### [WHAT THIS TASK INVOLVES]
In the records below, find the line containing "Q: Pick out each instance of the black horse"; give it again exactly, along with every line that follows, and nothing else.

+ + + + + + +

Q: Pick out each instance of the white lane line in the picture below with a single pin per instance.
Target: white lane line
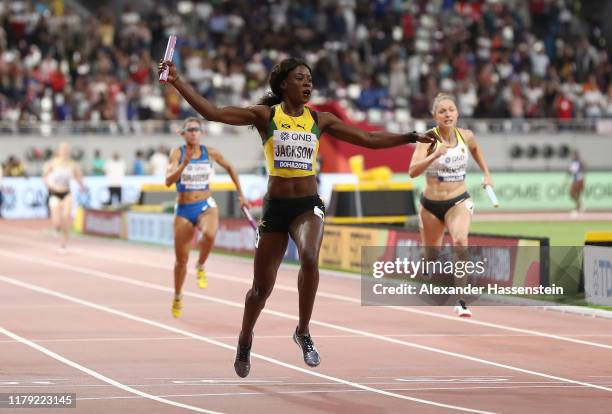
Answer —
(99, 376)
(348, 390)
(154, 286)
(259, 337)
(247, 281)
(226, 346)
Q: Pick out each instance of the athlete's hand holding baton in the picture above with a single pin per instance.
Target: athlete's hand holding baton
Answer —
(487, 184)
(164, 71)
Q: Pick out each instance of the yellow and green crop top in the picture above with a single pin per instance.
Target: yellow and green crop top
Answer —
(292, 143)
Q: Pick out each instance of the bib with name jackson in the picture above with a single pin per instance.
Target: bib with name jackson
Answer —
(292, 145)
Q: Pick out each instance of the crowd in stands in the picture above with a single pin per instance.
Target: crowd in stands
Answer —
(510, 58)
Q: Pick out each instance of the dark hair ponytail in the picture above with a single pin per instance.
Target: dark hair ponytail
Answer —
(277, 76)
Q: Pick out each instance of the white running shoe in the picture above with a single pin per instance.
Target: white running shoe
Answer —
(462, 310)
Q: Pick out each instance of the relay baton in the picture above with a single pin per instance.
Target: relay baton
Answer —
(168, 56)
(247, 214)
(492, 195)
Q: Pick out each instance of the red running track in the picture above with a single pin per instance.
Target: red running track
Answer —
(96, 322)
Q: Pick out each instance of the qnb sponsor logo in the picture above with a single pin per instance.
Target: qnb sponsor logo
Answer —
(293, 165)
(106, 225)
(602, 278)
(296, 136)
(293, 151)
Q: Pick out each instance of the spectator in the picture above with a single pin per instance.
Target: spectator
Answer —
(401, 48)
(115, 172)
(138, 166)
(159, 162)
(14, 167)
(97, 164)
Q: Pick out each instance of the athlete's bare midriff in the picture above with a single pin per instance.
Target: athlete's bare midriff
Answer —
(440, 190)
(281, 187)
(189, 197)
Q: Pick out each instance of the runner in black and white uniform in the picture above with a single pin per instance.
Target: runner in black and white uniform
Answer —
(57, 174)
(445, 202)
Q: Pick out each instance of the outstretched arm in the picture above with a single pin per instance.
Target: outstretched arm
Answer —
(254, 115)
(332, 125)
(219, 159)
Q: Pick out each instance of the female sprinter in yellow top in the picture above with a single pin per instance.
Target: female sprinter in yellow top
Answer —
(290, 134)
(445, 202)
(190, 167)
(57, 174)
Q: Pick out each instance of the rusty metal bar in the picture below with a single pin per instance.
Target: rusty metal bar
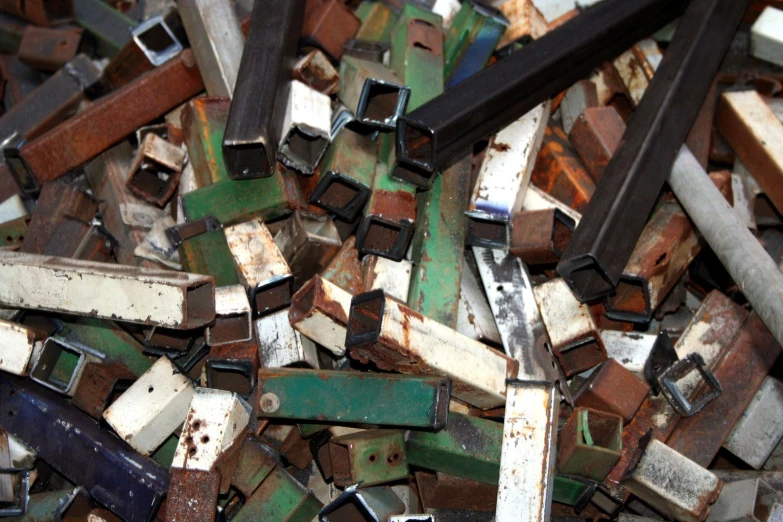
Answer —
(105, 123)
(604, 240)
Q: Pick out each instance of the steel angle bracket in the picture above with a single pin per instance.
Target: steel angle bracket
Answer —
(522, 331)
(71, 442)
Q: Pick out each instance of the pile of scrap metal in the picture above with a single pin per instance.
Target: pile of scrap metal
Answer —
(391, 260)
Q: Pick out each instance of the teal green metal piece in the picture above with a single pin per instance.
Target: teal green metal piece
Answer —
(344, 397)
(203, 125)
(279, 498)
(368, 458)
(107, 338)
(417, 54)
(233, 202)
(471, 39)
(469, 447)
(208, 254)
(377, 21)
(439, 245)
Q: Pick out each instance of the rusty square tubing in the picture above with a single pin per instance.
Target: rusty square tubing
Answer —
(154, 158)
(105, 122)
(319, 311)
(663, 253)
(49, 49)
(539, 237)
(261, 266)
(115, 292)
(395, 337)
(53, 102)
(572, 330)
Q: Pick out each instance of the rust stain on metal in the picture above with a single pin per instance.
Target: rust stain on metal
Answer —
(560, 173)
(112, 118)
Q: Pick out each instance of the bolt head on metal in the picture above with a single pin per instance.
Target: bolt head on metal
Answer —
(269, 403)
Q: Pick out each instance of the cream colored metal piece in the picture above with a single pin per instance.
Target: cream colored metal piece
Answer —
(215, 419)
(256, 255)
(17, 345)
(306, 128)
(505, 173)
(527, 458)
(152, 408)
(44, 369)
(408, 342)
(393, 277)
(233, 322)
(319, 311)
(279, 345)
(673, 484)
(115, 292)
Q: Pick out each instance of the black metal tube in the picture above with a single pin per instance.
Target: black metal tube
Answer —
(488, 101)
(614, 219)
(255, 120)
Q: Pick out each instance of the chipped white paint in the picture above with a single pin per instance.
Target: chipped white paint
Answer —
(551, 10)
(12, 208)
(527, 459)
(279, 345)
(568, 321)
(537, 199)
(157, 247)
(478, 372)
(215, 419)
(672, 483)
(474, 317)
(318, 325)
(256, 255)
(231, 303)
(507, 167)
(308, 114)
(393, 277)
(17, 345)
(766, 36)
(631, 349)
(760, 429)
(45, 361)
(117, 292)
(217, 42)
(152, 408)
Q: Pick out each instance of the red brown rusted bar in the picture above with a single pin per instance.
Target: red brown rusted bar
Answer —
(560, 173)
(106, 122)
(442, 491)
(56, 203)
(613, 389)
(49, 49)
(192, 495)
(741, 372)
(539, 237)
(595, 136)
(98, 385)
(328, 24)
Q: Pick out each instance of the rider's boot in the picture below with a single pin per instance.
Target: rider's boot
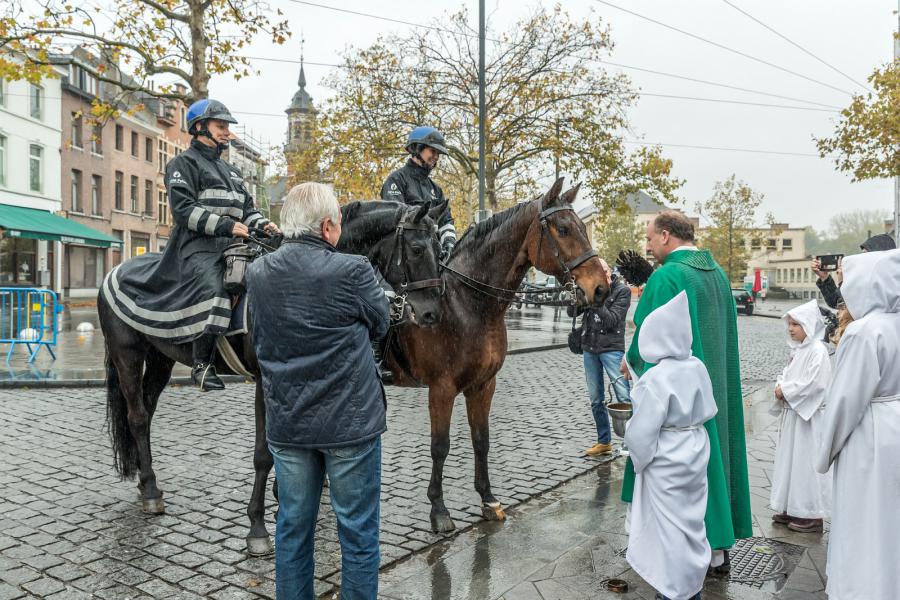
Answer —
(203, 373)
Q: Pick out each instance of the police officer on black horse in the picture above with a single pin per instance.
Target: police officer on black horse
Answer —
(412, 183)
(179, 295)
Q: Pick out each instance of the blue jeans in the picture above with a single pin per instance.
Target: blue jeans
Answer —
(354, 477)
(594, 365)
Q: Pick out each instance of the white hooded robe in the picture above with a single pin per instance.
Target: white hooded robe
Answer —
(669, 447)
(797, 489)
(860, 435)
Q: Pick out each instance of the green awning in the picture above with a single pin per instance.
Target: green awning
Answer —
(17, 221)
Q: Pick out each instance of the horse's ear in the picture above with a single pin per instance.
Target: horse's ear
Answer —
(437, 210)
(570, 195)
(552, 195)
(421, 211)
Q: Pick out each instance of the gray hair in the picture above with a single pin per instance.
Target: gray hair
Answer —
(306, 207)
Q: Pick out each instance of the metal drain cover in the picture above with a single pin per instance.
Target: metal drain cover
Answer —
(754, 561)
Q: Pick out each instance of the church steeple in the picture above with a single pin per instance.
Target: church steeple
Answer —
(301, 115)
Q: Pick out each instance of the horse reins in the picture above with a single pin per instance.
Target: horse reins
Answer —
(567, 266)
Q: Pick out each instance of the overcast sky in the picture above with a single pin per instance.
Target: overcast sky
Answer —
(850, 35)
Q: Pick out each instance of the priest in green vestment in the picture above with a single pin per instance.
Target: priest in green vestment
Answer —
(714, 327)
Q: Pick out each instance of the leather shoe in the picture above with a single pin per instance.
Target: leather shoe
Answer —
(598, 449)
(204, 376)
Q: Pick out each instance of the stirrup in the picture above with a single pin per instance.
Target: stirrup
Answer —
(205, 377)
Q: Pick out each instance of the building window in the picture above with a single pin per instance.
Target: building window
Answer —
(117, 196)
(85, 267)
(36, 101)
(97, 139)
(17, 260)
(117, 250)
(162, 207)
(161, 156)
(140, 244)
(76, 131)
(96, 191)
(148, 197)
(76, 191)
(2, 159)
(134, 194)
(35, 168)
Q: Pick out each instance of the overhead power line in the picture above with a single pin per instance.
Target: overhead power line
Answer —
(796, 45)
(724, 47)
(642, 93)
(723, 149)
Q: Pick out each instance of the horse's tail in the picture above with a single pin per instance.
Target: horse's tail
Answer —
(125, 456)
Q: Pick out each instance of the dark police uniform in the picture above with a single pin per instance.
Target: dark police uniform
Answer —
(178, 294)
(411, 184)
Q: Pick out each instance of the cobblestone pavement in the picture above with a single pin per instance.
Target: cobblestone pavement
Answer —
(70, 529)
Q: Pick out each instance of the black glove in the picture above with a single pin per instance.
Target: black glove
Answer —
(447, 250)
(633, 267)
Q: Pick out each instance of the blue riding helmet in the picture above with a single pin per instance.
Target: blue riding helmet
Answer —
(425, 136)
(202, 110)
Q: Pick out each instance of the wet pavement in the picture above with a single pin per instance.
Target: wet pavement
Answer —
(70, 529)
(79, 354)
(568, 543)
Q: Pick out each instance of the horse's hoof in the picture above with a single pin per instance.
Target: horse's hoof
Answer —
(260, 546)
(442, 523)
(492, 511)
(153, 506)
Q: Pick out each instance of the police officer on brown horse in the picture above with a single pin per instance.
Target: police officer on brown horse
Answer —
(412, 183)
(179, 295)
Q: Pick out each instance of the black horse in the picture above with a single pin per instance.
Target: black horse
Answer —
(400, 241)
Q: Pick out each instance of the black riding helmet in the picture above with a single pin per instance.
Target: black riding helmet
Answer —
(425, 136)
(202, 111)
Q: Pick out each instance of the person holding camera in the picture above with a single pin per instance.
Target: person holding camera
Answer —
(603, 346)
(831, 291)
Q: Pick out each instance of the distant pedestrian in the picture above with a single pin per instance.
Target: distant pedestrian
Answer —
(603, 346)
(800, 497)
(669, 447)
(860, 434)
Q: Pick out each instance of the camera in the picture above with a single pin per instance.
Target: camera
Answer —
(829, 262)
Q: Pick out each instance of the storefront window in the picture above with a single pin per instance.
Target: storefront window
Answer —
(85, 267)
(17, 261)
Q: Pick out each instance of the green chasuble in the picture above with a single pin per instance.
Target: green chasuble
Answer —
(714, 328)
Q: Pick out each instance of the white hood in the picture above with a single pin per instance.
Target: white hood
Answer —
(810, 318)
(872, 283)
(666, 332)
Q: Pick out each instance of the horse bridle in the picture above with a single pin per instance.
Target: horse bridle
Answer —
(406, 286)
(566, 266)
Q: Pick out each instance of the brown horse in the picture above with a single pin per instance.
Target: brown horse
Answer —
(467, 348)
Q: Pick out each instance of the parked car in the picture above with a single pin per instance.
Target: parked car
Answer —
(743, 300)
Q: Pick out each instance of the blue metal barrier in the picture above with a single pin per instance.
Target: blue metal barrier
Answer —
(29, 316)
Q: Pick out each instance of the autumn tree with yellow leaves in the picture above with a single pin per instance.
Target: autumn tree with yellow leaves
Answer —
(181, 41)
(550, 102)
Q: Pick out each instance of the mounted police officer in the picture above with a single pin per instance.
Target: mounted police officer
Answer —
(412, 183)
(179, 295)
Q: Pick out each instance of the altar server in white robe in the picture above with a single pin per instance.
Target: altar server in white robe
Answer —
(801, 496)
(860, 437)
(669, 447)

+ + + + + + +

### [EXERCISE OUTPUT]
Q: Pick out each instance of the black horse in the picture above with a single pin per instance.
Target: black horse
Answer —
(400, 241)
Q: Pick out each instance of the black riding helmet in the picture above with a single pin per instance.
Target: black riding helmet
Answer —
(425, 136)
(202, 111)
Q: Pick out each instance of the person holding camera in the picture above with a single pin per instance.
Target: person holding camera
Answer —
(603, 346)
(831, 291)
Q: Pick out each instance of the distant pedestrian in the picture above with a single pin per instance.
Target: distant pedestrian
Answer —
(603, 346)
(800, 497)
(669, 447)
(860, 434)
Q: Pick out each instance of the camera in the picture above with a single pin per instance.
Target: camera
Answer —
(829, 262)
Q: Pick out each instance of the storefront window in the picture above with a single pin per instance.
Target: storefront window
Answer —
(85, 267)
(17, 261)
Q: Pick out each instance of the green chasuble in the picture above with a single pin per instance.
Target: green chasuble
Answer —
(714, 328)
Q: Pick out each instance of the white hood in the picture above with a single pin per instance.
Target: white hood
Answer —
(810, 318)
(872, 283)
(666, 332)
Q: Pick out each instance of the horse bridle in the picture above with a single pin per instance.
Target: horse bridle
Answer —
(406, 286)
(566, 266)
Q: Pick out each instance of the brown horse in the picture above with a single pin per instance.
Target: brown horse
Answer —
(467, 348)
Q: Pick out each instance of the parked car in the picture above with a single pin per instance.
Target: parked car
Answer —
(743, 300)
Q: Pick out each instance of the blue metal barrier in the picture above with a single pin per instance.
Target: blue metal barrier
Answer —
(29, 316)
Q: Pick out each instance of the autumn tree with yellow leaves in the picture above with a single pin per instance.
Target: autumn tree with yellow leaves
Answer —
(181, 41)
(550, 102)
Q: Pick out each instance of the mounted police officer in the picture above with a single pin per instance.
Target: mounted police officer
Answer —
(412, 183)
(179, 295)
Q: Pick out each instance of the altar server in white robe in the picture above with a single pin per instance.
Target: altar server in white robe
Answer —
(801, 496)
(860, 437)
(669, 447)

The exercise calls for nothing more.